▶ **Exercise instructions**:
Change "advertising banner" to "sponsor banner" in the items, starting with the line that contains "The client would like the red court" and going on through the line that contains "[312,223,378,302]". Return only those lines, with everything else left unchanged.
--- START OF Material for the task ---
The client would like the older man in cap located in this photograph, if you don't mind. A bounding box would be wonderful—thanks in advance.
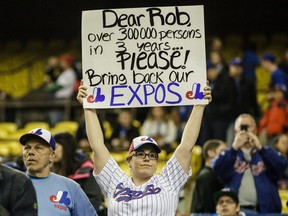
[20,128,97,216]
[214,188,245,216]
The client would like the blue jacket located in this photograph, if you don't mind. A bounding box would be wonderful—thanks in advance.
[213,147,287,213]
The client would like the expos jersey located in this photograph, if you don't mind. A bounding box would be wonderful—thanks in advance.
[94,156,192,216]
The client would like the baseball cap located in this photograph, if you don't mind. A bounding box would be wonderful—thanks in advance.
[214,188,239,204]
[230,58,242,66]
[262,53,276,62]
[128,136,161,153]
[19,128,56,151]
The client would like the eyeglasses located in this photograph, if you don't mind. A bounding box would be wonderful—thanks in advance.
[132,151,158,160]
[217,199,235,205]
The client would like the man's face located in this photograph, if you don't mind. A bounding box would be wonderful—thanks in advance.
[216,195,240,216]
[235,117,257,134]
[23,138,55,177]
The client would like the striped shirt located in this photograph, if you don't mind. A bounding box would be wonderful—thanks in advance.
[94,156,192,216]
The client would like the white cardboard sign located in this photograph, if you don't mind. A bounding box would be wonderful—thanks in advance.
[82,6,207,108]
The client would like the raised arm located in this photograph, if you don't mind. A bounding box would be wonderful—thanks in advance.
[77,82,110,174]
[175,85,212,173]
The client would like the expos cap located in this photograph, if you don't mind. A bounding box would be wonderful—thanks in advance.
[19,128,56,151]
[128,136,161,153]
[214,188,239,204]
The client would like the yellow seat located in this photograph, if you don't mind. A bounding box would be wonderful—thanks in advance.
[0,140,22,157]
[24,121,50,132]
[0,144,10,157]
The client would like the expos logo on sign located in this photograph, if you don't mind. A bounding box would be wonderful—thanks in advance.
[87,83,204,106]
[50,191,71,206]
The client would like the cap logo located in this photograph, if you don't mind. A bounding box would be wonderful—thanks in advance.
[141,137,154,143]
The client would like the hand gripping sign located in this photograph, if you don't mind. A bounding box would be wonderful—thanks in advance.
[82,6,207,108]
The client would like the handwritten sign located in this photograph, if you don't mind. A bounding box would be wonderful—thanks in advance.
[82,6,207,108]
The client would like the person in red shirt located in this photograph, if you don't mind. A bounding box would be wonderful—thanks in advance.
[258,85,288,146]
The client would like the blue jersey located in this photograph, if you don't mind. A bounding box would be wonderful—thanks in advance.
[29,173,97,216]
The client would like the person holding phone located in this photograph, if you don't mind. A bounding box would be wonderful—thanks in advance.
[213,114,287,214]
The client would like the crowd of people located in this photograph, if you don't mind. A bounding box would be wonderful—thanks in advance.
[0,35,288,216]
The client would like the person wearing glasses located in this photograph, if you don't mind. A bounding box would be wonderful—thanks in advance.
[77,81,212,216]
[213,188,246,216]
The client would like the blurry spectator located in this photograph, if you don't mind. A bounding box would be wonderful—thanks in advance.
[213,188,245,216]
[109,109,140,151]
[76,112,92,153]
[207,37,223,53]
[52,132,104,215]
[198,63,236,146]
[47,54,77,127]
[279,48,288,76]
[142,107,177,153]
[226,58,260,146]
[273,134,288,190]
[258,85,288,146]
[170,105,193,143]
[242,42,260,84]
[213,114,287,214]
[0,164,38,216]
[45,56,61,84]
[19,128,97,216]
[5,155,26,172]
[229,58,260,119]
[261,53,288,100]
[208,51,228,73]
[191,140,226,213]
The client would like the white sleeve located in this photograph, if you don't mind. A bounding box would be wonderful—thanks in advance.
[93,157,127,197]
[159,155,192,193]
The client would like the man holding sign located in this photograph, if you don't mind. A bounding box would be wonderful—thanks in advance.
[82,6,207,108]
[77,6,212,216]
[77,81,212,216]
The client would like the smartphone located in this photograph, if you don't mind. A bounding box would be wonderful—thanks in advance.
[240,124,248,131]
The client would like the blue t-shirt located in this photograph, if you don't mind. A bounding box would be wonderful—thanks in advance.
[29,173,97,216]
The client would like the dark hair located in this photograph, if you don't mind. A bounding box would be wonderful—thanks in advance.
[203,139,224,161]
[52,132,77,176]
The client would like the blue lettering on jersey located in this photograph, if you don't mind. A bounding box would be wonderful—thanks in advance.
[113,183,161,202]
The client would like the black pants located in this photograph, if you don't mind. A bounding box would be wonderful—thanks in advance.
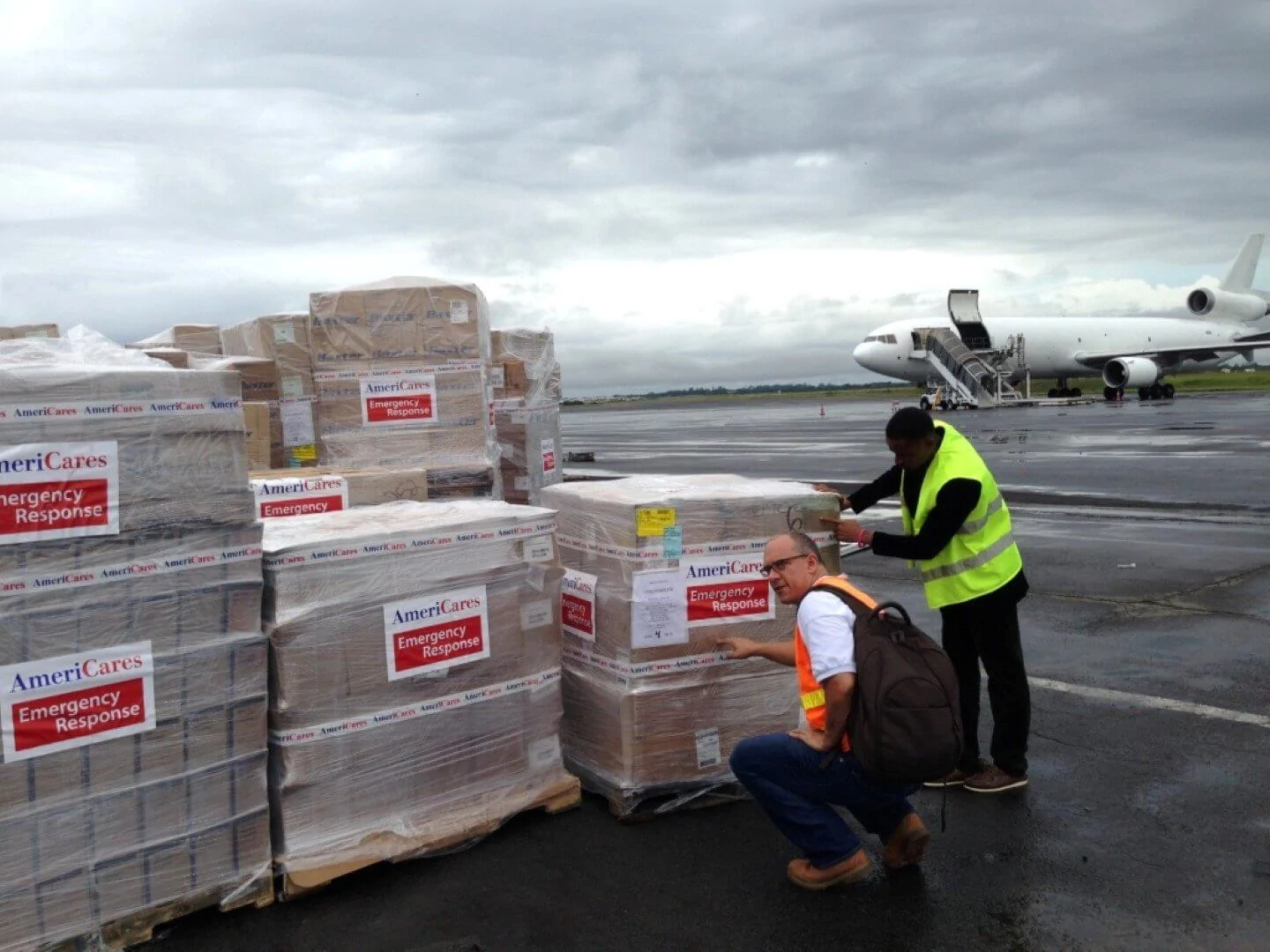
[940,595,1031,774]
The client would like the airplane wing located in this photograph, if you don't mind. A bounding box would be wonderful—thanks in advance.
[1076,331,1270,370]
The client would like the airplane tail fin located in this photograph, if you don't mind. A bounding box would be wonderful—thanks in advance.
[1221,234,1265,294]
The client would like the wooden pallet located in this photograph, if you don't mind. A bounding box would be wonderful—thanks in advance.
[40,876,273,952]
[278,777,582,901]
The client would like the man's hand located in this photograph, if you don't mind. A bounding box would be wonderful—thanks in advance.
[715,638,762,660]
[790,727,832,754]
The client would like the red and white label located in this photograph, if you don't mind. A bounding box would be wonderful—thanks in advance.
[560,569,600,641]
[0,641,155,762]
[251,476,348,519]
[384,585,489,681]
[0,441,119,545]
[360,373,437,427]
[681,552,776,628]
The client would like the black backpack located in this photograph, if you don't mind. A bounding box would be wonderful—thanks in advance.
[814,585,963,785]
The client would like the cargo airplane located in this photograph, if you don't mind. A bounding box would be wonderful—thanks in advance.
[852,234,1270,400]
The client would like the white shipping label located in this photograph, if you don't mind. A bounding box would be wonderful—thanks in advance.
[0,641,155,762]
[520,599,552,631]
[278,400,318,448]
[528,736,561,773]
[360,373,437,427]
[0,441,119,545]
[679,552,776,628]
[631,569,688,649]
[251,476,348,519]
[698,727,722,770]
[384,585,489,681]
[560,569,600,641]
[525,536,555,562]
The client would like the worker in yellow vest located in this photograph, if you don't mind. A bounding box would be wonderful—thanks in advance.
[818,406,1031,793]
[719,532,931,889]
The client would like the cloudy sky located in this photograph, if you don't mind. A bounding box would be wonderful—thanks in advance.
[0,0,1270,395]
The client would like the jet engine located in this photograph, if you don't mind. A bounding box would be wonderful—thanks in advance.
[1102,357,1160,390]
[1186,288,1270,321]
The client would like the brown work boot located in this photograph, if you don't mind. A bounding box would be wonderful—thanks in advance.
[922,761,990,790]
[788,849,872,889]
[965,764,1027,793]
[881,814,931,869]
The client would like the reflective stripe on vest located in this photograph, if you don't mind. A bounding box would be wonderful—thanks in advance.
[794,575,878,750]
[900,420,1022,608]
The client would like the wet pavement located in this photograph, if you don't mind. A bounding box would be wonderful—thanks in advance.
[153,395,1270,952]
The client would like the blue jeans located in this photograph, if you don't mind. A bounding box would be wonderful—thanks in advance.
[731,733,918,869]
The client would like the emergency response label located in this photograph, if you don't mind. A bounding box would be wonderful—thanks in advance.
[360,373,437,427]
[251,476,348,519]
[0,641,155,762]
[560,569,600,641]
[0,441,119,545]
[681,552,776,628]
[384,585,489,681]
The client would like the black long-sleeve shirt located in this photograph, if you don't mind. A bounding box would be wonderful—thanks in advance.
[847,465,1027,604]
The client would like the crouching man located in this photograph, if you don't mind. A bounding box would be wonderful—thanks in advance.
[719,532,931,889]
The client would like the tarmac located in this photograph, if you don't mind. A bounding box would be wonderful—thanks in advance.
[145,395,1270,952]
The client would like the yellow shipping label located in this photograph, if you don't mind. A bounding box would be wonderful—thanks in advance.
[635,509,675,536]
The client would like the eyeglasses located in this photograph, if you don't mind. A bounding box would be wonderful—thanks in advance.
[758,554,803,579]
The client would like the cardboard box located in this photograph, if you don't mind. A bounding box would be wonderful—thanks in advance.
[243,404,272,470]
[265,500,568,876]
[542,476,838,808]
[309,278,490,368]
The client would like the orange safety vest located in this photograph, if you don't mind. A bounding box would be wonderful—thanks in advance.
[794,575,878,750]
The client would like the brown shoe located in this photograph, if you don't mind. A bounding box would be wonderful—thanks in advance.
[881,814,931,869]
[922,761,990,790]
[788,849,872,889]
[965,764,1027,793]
--- END OF Material for the task ---
--- START OF Material for the task ---
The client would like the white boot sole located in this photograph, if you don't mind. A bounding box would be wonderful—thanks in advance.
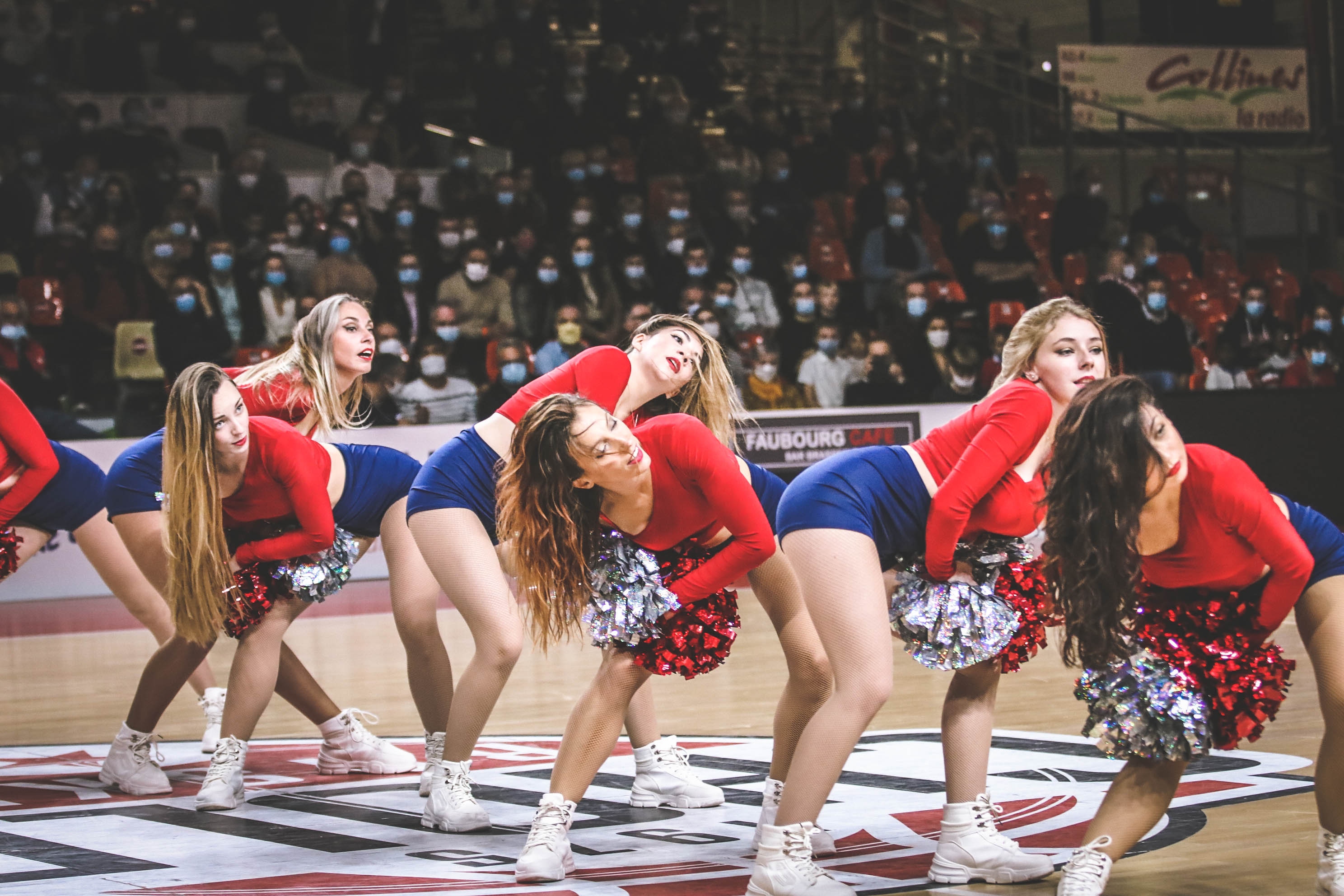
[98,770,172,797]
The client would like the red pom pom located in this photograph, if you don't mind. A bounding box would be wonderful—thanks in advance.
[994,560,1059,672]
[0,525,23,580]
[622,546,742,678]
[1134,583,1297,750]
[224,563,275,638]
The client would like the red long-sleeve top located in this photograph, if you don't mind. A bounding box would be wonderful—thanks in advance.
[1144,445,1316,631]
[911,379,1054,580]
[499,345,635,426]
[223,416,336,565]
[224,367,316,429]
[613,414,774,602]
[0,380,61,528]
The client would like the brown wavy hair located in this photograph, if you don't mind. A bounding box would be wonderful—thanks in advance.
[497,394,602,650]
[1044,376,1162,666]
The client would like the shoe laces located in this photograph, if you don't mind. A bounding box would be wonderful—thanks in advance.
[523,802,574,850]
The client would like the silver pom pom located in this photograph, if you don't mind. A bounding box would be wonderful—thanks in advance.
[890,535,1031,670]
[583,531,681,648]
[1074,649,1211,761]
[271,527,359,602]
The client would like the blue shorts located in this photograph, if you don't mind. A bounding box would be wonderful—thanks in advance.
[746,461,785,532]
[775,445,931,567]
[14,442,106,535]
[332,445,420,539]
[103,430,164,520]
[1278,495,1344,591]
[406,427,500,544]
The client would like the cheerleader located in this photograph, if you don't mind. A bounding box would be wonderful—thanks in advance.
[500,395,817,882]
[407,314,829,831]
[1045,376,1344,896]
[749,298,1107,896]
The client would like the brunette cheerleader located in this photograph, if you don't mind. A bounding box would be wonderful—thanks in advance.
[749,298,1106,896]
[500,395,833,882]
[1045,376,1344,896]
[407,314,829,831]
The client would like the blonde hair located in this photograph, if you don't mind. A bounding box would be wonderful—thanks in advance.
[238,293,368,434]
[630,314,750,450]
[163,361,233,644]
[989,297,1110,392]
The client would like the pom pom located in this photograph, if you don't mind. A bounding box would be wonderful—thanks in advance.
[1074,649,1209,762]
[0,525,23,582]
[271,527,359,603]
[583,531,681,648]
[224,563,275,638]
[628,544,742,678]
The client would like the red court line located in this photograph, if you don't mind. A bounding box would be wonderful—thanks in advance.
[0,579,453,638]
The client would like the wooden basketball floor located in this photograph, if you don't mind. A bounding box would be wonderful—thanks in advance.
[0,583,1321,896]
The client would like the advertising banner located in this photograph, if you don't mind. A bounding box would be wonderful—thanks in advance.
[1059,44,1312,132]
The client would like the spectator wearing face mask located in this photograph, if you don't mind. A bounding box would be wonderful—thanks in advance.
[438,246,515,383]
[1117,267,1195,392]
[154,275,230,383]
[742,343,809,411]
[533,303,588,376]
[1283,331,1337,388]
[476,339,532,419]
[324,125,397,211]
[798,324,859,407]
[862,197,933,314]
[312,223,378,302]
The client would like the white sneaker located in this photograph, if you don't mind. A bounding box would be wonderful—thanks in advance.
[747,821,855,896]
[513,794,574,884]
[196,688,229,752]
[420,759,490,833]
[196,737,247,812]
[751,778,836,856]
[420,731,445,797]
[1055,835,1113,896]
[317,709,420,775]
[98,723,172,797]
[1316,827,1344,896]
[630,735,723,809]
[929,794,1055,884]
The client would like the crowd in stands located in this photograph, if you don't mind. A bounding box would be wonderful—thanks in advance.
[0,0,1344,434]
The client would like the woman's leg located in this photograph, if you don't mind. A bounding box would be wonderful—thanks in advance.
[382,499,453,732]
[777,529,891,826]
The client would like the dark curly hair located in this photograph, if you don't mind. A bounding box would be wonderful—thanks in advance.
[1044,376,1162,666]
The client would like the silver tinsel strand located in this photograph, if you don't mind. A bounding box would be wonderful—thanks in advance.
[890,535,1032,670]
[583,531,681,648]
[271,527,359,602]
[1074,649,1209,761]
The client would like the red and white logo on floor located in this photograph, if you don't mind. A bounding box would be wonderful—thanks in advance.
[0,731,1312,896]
--- END OF Material for the task ---
--- START OF Material for the task ---
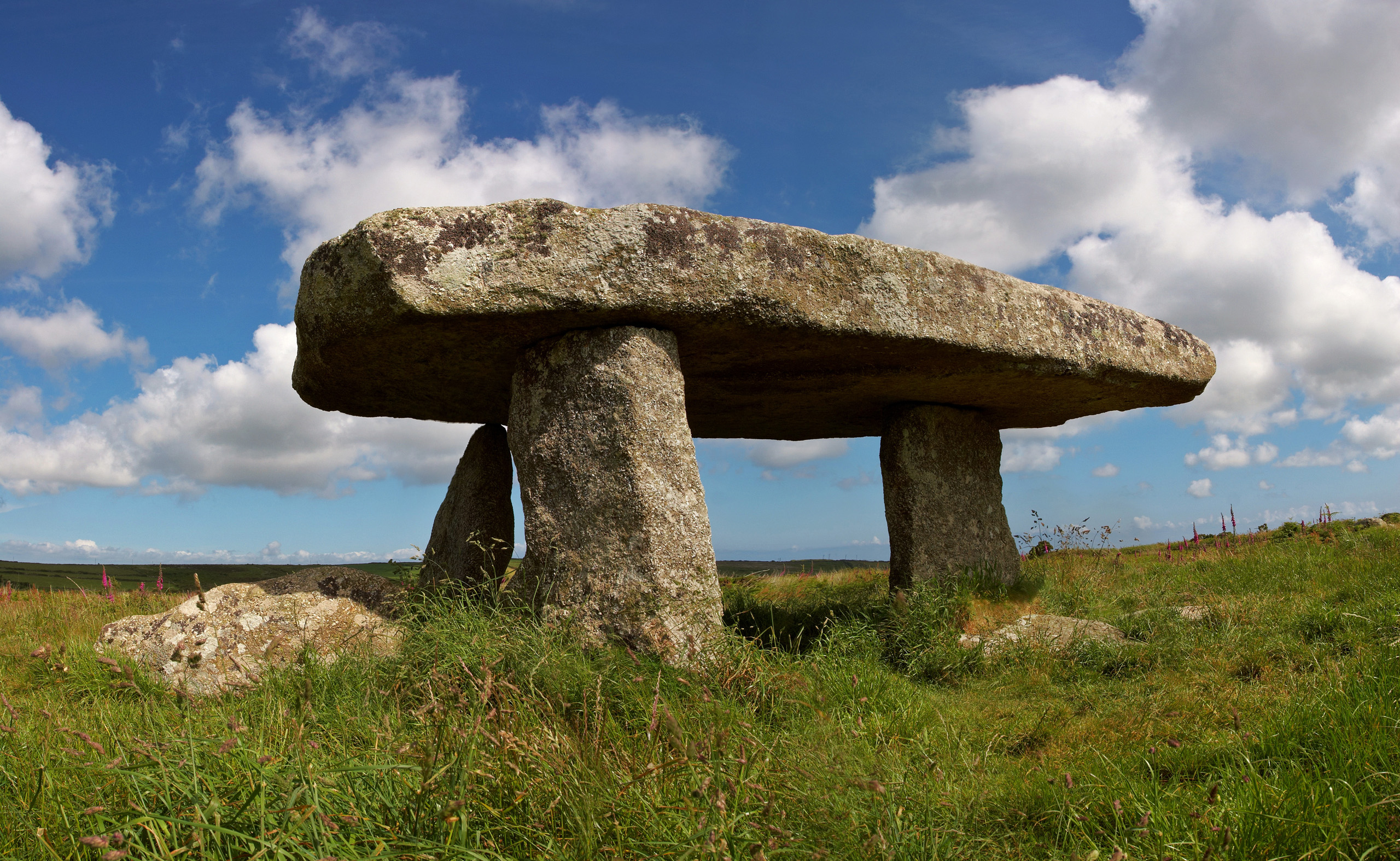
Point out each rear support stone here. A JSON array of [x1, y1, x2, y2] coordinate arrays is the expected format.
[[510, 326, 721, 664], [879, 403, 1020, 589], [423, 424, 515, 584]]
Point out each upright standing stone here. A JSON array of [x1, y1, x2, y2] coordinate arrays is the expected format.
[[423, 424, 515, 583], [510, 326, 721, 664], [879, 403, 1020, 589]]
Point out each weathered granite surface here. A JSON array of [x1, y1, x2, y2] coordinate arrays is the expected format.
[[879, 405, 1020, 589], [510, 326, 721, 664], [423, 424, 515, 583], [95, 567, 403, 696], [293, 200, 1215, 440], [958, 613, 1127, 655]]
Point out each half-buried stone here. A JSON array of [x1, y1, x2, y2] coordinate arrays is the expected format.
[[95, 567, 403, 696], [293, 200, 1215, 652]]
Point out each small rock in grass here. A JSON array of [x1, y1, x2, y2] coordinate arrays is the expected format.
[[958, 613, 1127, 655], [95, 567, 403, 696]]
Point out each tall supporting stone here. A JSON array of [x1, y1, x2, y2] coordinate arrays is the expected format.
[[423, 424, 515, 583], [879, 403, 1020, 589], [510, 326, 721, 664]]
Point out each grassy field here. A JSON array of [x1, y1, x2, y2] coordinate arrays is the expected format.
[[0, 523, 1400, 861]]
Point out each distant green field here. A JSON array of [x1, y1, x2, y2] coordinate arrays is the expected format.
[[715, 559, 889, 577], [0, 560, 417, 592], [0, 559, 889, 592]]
--- END OF Material for the task ---
▶ **Exercise response**:
The client would like the red court line located in this photograph, if you don't mind. A bounding box would be wonderful—thanks in advance.
[0,579,453,638]
The client would like the wooden basketball floor located in this photograph, if you don't mind. A bounding box would be wonderful—thanks in advance.
[0,583,1321,896]
The client would like the sponsor banner located in this photograph, if you don't mind. A bounding box would be wonderful—thanks in advance.
[1059,44,1312,132]
The client would like the spectator wearing face mask located in this photograph, if you don't mind. A bounding box would be wonderful—thanks in advance.
[438,246,515,383]
[1117,267,1195,392]
[154,275,230,383]
[742,343,809,411]
[533,303,588,376]
[1283,331,1337,388]
[476,339,532,419]
[324,125,397,211]
[798,324,859,407]
[862,197,933,314]
[312,223,378,302]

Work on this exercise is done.